**Passage provided:**
____

What a great note!  I LOVE the exercise you mention -- thinking about 
what you like and buy versus your wife, and looking in and outside the 
home for the places you have more and less overlap in your 
preferences.  This is a pedagogical keeper.  Even thinking about 
objects as things that can be more and less successful in inviting 
humans into different kinds of (non)/gendered relationships with each 
other is just grand.

As to your P.S., I was addressing form not content in my (admittedly 
nonetheless loaded) analysis of conference presentations.  

These are inevitably wedded of course, but I had tried specifically to 
exclude the actual content of the talk in my thoughts about this.  
There are ways to make virtually everything more and less accessible 
and inviting to others and to make everything more or less about 
domination and subordination in a status hierarchy -- right?

(Not to name names, for instance, but my country has an individual 
holding our highest elected position right now who is very good at 
making things more about the latter.  The person who previously held 
that office was much better at making them more about the former.)

Remember, we're even talking only about talks here, not papers.  
Technically, each has a different list of design constraints, stemming 
from their different goals.  For example, the speakers for Lisbon were 
reminded explicitly, repeatedly of the talk guidelines and given lots 
of advice about how to fashion our efforts accordingly. These were 
quite different from the guidelines we were given for the papers we 
submitted beforehand.  

What I meant to suggest is that the gender issue may emerge directly 
in relation to the understanding and execution of the explicit talk 
goals, and the interpretation of the design criteria we were given for 
them.  Gendered worldviews may mean that not only the problem but also 
its various potential solutions may be defined differently.  This may 
even begin with the very invitation to be a speaker, which may be 
interpretted differently if one is using a more masculine or more 
feminine perspective.

Certainly, the audience gets to sit through quite a different outcome 
depending on how a speaker conceives of the job at hand.  My 
suggestion is that gender may be an important contributor to 
understanding the extraordinary range of presentation outcomes we 
witnessed (were treated to/endured/held hostage by) in Lisbon, but 
truly, I meant only with regard to their form.

Cheers!
Chris

Christena Nippert-Eng, Ph.D.
Associate Professor of Sociology
Illinois Institute of Technology
312-567-6812 (office)
312-567-6821 (fax)
http://www.iit.edu/~socsci/faculty/nippert-eng.html

...

____

**Available data:**
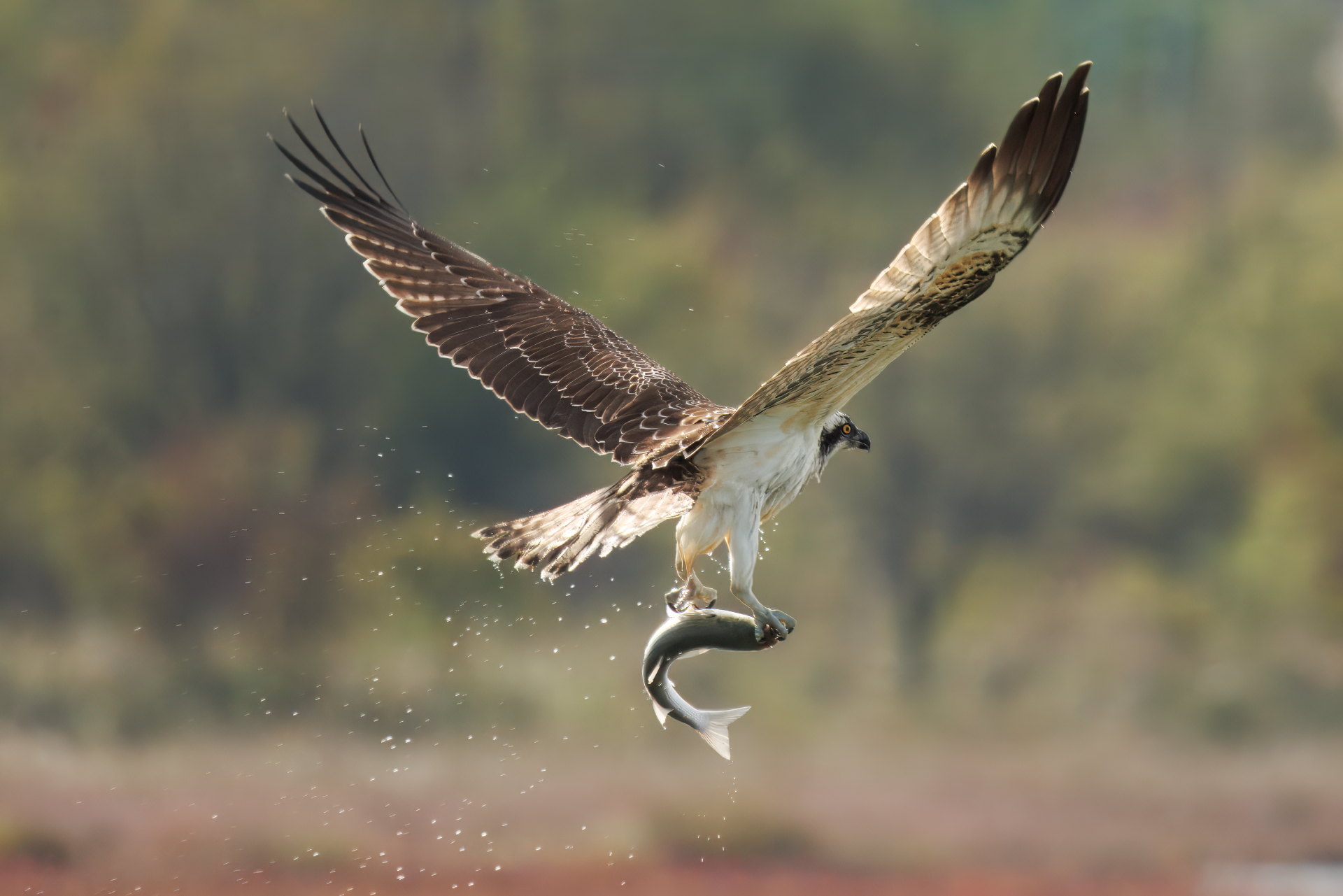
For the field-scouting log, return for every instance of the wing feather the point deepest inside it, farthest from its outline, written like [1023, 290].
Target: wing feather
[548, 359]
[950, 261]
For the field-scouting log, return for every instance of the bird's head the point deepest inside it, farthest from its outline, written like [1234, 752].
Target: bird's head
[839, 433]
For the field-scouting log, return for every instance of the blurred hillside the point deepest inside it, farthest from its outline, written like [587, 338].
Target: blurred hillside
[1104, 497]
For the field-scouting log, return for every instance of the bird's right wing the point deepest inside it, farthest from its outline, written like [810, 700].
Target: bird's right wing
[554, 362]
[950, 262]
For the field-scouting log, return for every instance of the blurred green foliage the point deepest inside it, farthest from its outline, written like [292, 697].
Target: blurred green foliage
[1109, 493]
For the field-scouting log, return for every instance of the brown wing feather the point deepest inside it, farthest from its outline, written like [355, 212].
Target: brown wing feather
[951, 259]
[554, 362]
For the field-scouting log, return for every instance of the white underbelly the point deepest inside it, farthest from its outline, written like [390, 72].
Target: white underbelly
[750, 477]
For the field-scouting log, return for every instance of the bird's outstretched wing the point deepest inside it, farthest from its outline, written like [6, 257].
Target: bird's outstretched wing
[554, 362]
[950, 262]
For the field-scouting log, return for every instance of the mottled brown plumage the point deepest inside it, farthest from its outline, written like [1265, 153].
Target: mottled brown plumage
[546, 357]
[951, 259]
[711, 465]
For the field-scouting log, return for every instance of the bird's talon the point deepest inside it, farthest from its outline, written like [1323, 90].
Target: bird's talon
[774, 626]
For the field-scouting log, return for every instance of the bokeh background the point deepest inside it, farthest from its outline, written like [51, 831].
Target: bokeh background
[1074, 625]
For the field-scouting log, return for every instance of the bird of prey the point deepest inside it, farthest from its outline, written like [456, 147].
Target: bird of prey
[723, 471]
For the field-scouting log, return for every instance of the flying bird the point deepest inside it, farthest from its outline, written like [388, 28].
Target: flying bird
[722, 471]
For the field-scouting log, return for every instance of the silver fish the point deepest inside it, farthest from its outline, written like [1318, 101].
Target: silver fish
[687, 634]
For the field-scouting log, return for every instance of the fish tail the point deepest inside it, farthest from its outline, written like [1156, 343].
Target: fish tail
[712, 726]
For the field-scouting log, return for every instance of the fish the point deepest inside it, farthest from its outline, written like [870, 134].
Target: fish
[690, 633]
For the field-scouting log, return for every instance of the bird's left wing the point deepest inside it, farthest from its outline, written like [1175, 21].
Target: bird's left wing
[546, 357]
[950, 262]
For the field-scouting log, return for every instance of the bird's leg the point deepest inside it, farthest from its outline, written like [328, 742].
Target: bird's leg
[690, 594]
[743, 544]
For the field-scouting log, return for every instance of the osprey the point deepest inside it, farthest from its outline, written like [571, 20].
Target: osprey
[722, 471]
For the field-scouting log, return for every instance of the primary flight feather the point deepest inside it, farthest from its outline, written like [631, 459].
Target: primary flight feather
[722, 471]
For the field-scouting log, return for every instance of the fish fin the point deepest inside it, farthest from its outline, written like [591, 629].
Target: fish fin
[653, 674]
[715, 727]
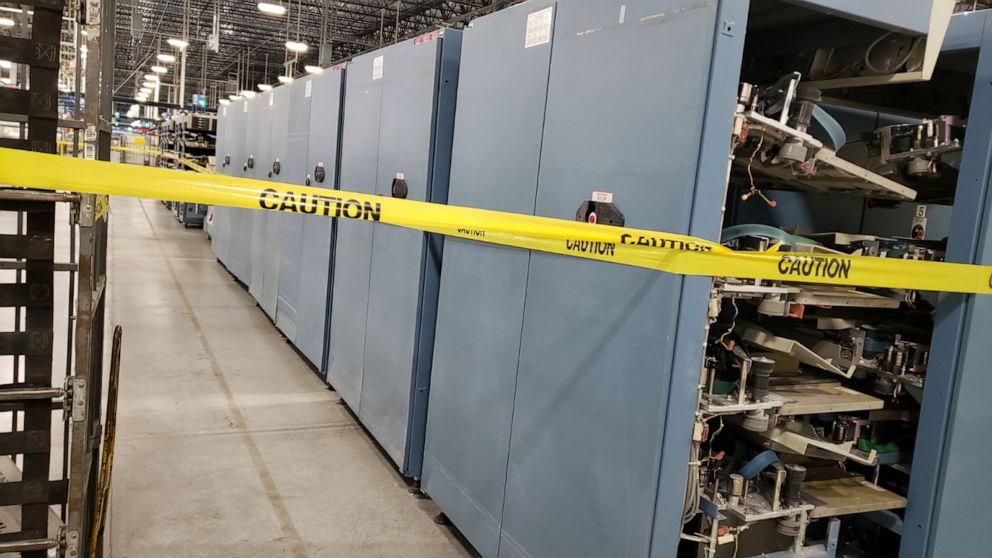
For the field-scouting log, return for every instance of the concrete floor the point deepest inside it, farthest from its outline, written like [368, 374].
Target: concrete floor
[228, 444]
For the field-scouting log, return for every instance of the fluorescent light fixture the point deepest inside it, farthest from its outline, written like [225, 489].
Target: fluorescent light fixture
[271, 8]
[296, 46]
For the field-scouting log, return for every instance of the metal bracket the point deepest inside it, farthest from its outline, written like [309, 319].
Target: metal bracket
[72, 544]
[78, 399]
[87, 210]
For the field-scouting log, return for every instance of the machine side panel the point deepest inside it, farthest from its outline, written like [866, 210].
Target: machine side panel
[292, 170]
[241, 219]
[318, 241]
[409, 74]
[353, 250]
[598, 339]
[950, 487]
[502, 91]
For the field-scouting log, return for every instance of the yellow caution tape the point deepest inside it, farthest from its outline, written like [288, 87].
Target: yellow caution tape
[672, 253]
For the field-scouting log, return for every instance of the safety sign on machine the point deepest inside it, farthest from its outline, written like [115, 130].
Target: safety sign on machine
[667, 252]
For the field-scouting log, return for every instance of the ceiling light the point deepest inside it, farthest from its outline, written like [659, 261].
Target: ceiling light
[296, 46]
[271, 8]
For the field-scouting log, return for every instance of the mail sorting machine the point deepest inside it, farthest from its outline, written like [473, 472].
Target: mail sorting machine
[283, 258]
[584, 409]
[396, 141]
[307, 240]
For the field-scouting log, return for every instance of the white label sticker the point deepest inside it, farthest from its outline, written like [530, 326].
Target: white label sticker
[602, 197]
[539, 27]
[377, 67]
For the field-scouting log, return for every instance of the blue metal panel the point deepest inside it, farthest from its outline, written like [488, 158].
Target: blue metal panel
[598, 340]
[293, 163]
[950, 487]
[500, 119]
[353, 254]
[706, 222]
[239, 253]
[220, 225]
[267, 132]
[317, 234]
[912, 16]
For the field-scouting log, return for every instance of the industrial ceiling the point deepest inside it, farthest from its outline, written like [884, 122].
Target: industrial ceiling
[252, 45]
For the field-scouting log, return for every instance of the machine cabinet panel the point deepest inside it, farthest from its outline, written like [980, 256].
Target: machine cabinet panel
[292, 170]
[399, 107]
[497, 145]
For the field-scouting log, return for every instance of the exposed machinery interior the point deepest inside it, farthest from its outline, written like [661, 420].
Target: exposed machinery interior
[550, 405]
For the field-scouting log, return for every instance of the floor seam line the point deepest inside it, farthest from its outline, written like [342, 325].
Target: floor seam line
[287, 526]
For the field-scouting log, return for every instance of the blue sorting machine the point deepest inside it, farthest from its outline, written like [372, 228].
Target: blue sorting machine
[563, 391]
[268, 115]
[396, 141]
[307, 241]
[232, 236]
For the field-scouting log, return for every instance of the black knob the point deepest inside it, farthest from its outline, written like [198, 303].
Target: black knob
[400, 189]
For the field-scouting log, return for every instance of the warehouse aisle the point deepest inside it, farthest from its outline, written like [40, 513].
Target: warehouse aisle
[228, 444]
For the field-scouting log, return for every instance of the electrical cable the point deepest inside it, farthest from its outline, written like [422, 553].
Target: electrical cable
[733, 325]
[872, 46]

____

**Tasks and exercises:**
a - From the email about conference presentations, reproduce the passage from "There are ways" to "about the former.)".
b - Rewrite the rows from the one containing "like [342, 325]." through the last row as a Markdown table with the columns "No." and "Line". Omit blank lines and include no other rows.

**Solution set:**
a -
There are ways to make virtually everything more and less accessible 
and inviting to others and to make everything more or less about 
domination and subordination in a status hierarchy -- right?

(Not to name names, for instance, but my country has an individual 
holding our highest elected position right now who is very good at 
making things more about the latter.  The person who previously held 
that office was much better at making them more about the former.)

b -
| No. | Line |
|---|---|
| 1 | For the field-scouting log, return for every instance of the floor seam line the point deepest inside it, farthest from its outline, written like [342, 325]. |
| 2 | Target: floor seam line |
| 3 | [287, 526] |
| 4 | For the field-scouting log, return for every instance of the blue sorting machine the point deepest inside it, farthest from its outline, written like [372, 228]. |
| 5 | Target: blue sorting machine |
| 6 | [563, 391] |
| 7 | [268, 115] |
| 8 | [396, 141] |
| 9 | [307, 241] |
| 10 | [232, 236] |
| 11 | For the field-scouting log, return for every instance of the black knob the point deepest inside it, farthest from its outline, written like [198, 303]. |
| 12 | Target: black knob |
| 13 | [400, 189] |
| 14 | For the field-scouting log, return for every instance of the warehouse aisle the point deepest inside it, farthest from its outline, written like [40, 513]. |
| 15 | Target: warehouse aisle |
| 16 | [228, 444] |
| 17 | For the field-scouting log, return for every instance of the electrical cable the point deepest inside it, farthest from its outline, written like [422, 553]. |
| 18 | Target: electrical cable |
| 19 | [733, 325] |
| 20 | [872, 46] |